* Begin Provided passage *

Base Plotting in R

  • R comes with some very powerful plotting capabilities
    • Provided in the base package graphics
    • Always loaded with every session
  • Examples are often extremely helpful
  • People used happily for decades
    • The release of ggplot2 changed everything
  • Let’s quickly explore base plotting before moving to the good stuff

Start a New R Script

  • Call the new script: IntroVisualisation.R
  • Load our favourite packages at the top of the script
library(palmerpenguins)
library(ggplot2)
library(dplyr)

Base Plotting In R

  • Simple plots are usually easy
    • Complex figures can get really messy
  • Using the cars dataset
    • speed (mph)
    • dist (ft) each car takes to stop
plot(cars)

Base Plotting In R

  • The first two columns were automatically placed on the x & y axis
  • We could set values for x & y manually
    • Switching back to the penguins here
  • Automatically decided to plot using points
## Plot calling individual columns from penguins using `$`
plot(x = penguins$bill_depth_mm, y = penguins$bill_length_mm)

Base Plotting In R

  • The function boxplot() can also create simple figures easily
  • For categorical variables (i.e. factors) we can use the formula notation
    • y ~ x \(\implies\) y depends on x
## Make a simple boxplot showing the weights by species
boxplot(body_mass_g ~ species, data = penguins)
  • The dependent variable will always appear on the y-axis
  • The predictor will always appear on the x-axis

Base Plotting In R

  • We can also use combinations of predictor variables
## Separate by species and sex
boxplot(body_mass_g ~ sex + species, data = penguins)

* End Provided passage *
* Begin Provided material *

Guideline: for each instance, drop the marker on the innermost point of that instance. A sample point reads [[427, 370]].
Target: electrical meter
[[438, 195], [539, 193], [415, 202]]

* End Provided material *

### Written task 1
According to the notes on base plotting in R, which package provides R's built-in plotting tools?
### Written task 2
Carry on the notes on base plotting in R from the point where they stop, keeping the same slide layout of headings, bullets and code.

### Task output 1
The base package graphics.

### Task output 2
Base Plotting In R

  • Histograms can be produced on an individual column
    • The number of breaks can be set manually
  • The default is pretty useful here
    • Generally simple figures without complexity
hist(penguins$body_mass_g, breaks = 20, xlab = "Body Mass (g)")

Base Plotting In R

  • Large datasets can be quickly explored using pairs()
  • Shows all pairwise combinations of columns
    • Categorical columns can be less informative
pairs(penguins)

The Grammar of Graphics

  • ggplot2 has become the industry standard for visualisation (Wickham 2016)
  • Core & essential part of the tidyverse
  • Developed by Hadley Wickham as his PhD thesis
  • An implementation of The Grammar of Graphics (Wilkinson 2005)
    • Breaks visualisation into layers

The Grammar of Graphics

Taken from https://r.qcbs.ca/workshop03/book-en/grammar-of-graphics-gg-basics.html

The Grammar of Graphics

Everything is added in layers

  1. Data
    • Usually a data.frame (or tibble)
    • Can be piped in \(\implies\) modify on the fly
  1. Aesthetics
    • x & y co-ordinates
    • colour, fill, shape, size, linetype
    • grouping & transparency (alpha)
  1. Geometric Objects
    • points, lines, boxplot, histogram, bars etc
  1. Facets: Panels within plots
  1. Statistics: Computed summaries
  1. Coordinates
    • polar, map, cartesian etc
    • defaults to cartesian
  1. Themes: overall layout
    • default themes automatically applied

An Initial Example

  • Using the example dataset cars
  • Two columns:
    • speed (mph)
    • distance each car takes to stop
  • We can make a classic x vs y plot using points
  • The predictor (x) would be speed
  • The response (y) would be distance

An Initial Example

  • We may as well start by piping our data in
cars |>
  ggplot(aes(x = speed, y = dist))
  • We have defined the plotting aesthetics
    • x & y
    • Don’t need to name if passing in order
  • Axis limits match the data
  • No geometry has been specified \(\implies\) nothing was drawn

An Initial Example

  • To add points, we add geom_point() after calling ggplot()
  • Adding + after ggplot() says “But wait! There’s more…”
cars |>
  ggplot(aes(x = speed, y = dist)) + 
  geom_point() 
  • When developing ggplot2 neither pipe had been developed yet

An Initial Example

  • To add points, we add geom_point() after calling ggplot()
    • Adding + after ggplot() says “But wait! There’s more…”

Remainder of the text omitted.